Originally Posted by *reducereuserecycle* 
Not to scare anyone, but Tempurpedics are known as "the chemical bed." They contain more harmful chemicals than regular mattresses. I hope that if you do not already own one, that you carefully consider the future purchase of one. If you do own one that you recently purchased, you may still be able to send it back.

Can you elaborate or provide some links to these statements??

Thank you!!!

OP- I've heard that they are hot? Anyone who has one feel this way?


----------



## reducereuserecycle (Jan 16, 2007)

I don't have any links. I have read articals in the past that told how dangerous tempurpedics are. I know that www.lifekind.com does not come right out and say that Tempurpedics are chemical beds (because of lawsuits I guess) but they do imply that in some of their advertising. They market their natural rubber mattress as a safer alternative to memory foam mattresses (meaning temperpedic). I think if you research you will be able to find proof to this statement. Just think about the material. It is not even a natural material like cotton or wool, it is a synthetic foam material so that is a good indication it is made from chemicals.


----------



## LotusBirthMama (Jun 25, 2005)

Quote:


Originally Posted by *Parker'smommy* 

OP- I've heard that they are hot? Anyone who has one feel this way?


I haven't really noticed a temp difference.

It feels comfy all year long.


----------



## Ex Libris (Jan 31, 2004)

I recently brought a new one home and slept on it for one night before returning it to the store. I didn't need to read any articles or do research on the chemical dangers of these beds. I could smell it, and it was horrible. I took one look at my child with his head resting on the mattress and decided to find a natural mattress for us. After much research, I found one that's made of latex, coiled springs, wool, and cotton. It has a lifetime warranty, and it's completely natural.

Data lines:
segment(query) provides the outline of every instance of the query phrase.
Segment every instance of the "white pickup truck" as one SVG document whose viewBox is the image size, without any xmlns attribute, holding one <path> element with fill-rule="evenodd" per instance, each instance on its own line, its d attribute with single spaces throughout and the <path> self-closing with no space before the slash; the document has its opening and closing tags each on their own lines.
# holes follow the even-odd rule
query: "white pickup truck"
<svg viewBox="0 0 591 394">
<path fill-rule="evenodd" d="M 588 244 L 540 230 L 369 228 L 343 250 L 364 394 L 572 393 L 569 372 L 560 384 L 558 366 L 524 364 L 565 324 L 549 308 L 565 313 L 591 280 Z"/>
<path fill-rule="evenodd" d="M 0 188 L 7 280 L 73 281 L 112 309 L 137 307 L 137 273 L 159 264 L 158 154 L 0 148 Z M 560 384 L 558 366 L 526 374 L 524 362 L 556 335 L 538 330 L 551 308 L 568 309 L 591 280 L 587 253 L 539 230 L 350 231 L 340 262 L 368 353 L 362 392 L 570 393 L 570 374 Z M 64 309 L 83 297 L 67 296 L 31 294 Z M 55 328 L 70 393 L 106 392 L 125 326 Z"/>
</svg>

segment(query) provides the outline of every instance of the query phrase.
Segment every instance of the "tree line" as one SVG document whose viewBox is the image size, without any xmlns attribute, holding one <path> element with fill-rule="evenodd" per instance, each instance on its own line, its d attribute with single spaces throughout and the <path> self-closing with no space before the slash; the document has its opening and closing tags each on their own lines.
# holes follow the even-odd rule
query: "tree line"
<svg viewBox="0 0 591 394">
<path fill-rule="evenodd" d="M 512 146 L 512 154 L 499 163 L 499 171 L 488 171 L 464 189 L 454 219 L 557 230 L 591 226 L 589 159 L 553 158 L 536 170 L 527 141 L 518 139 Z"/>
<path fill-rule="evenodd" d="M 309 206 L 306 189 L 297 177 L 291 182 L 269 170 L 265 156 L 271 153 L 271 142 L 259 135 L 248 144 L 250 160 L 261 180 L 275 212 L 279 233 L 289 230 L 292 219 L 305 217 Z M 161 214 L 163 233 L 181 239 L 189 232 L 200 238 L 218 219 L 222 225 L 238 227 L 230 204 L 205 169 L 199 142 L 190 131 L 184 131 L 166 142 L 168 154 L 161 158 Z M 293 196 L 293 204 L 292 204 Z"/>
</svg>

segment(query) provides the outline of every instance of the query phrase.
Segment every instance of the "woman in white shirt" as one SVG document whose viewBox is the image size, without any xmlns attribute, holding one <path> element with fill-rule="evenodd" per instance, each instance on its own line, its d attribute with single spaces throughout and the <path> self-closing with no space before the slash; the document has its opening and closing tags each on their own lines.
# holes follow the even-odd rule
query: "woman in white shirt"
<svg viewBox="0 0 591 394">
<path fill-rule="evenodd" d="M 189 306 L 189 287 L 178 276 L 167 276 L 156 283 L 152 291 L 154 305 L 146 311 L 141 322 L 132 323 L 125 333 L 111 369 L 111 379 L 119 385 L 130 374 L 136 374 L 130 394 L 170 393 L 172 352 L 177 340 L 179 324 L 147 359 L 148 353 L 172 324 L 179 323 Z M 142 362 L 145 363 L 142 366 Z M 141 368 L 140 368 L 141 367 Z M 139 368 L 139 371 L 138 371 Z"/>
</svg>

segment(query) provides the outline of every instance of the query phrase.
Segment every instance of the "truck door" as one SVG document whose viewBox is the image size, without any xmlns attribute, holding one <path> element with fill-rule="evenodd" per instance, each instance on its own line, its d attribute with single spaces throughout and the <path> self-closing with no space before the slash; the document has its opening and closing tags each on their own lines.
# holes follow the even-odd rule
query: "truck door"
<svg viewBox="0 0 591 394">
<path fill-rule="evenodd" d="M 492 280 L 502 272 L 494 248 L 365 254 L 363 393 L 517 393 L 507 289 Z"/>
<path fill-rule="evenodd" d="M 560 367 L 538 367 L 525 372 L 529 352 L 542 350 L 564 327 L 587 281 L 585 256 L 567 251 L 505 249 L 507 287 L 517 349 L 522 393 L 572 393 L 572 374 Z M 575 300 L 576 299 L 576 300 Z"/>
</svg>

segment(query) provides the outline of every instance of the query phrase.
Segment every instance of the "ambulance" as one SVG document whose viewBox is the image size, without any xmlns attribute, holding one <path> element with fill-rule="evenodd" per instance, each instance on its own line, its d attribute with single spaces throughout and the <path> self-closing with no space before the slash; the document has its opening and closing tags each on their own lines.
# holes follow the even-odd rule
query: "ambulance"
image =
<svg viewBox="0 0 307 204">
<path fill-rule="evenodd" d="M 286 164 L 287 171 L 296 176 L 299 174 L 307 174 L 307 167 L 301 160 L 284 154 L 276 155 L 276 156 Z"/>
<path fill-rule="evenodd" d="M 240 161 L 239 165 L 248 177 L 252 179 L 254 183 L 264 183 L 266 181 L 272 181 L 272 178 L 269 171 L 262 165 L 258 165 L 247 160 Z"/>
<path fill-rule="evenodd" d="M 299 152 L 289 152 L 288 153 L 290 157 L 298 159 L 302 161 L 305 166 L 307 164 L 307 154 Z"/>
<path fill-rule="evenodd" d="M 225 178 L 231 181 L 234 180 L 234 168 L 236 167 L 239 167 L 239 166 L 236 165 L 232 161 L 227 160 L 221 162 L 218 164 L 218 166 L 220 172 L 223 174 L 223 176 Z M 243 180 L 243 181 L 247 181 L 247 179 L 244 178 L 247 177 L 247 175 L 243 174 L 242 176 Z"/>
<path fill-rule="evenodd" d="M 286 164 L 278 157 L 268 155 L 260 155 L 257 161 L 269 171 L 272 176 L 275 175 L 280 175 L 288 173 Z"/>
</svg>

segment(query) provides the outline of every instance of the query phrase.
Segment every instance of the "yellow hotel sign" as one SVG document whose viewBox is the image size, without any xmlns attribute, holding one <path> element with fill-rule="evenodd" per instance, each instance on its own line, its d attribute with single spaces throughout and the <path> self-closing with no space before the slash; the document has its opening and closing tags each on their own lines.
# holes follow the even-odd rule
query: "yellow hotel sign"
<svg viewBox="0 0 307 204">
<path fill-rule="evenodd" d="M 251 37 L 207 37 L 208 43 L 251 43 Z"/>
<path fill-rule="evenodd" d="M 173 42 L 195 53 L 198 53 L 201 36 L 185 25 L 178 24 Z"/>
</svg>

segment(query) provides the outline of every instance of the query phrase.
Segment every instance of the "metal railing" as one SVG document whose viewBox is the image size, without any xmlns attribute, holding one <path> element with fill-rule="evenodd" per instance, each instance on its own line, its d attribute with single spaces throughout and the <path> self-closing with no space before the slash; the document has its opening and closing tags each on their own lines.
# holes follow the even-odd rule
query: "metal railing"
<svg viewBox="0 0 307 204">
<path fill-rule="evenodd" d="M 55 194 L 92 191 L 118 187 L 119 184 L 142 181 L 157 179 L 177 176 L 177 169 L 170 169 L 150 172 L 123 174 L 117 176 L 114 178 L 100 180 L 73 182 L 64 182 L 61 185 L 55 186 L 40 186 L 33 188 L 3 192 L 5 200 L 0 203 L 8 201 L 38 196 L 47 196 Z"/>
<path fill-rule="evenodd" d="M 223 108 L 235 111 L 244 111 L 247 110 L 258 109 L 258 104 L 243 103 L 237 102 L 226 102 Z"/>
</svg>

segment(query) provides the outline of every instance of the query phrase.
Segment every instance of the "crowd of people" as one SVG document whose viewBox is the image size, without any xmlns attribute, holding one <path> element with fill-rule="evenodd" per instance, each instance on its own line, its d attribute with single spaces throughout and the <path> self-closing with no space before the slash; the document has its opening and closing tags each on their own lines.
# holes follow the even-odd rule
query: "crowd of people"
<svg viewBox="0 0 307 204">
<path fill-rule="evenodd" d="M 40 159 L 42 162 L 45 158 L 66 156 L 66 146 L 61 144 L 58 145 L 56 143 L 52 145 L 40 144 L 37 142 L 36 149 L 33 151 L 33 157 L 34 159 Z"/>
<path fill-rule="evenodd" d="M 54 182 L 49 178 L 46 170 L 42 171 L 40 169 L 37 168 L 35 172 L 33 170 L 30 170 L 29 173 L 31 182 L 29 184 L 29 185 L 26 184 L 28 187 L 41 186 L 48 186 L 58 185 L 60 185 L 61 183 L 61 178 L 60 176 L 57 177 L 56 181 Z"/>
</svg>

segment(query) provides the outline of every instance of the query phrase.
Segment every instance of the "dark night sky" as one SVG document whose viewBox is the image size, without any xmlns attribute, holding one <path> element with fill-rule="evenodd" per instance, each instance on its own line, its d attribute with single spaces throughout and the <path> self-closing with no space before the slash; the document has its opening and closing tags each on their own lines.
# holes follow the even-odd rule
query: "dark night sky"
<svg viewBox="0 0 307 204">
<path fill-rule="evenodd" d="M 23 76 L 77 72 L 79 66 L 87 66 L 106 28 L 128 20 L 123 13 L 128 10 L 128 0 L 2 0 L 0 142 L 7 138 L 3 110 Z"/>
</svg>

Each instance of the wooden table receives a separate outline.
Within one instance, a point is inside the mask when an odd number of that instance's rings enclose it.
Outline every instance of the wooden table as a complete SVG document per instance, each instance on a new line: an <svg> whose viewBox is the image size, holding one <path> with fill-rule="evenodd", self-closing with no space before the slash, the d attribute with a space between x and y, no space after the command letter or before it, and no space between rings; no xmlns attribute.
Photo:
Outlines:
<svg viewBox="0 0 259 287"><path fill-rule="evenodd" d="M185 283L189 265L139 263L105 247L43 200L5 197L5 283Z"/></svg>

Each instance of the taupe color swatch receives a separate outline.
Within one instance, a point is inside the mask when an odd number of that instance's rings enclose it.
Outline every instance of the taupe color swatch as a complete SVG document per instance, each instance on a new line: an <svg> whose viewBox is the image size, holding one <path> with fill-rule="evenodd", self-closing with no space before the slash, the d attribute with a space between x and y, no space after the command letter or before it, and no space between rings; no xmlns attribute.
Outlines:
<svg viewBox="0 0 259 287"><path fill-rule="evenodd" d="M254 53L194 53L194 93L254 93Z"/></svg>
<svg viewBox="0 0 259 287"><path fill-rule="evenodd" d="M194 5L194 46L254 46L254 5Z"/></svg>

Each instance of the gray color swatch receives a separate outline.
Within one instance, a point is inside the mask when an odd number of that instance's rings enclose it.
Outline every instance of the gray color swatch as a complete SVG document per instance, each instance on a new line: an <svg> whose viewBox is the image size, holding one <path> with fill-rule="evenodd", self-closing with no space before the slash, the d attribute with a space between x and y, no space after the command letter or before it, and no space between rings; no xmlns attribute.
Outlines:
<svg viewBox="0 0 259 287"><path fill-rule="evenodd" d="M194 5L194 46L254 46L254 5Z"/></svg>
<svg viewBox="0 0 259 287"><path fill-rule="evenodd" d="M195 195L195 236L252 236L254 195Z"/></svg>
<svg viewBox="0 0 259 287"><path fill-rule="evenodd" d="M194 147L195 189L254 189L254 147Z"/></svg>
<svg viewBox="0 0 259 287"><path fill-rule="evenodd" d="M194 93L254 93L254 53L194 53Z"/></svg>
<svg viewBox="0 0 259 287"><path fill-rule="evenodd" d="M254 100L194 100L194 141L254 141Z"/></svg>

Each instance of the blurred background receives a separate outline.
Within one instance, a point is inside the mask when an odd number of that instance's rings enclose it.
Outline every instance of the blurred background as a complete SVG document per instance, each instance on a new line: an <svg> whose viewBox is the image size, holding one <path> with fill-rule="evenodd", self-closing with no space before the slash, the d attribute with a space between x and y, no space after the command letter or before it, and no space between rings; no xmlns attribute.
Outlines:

Problem set:
1) In the mattress thread, which website is said to market its natural rubber mattress as a safer alternative to memory foam mattresses?
2) Write out the mattress thread word for word, from "## Ex Libris" up to and including "it's completely natural.".

Solution list:
1) www.lifekind.com

2)
## Ex Libris (Jan 31, 2004)

I recently brought a new one home and slept on it for one night before returning it to the store. I didn't need to read any articles or do research on the chemical dangers of these beds. I could smell it, and it was horrible. I took one look at my child with his head resting on the mattress and decided to find a natural mattress for us. After much research, I found one that's made of latex, coiled springs, wool, and cotton. It has a lifetime warranty, and it's completely natural.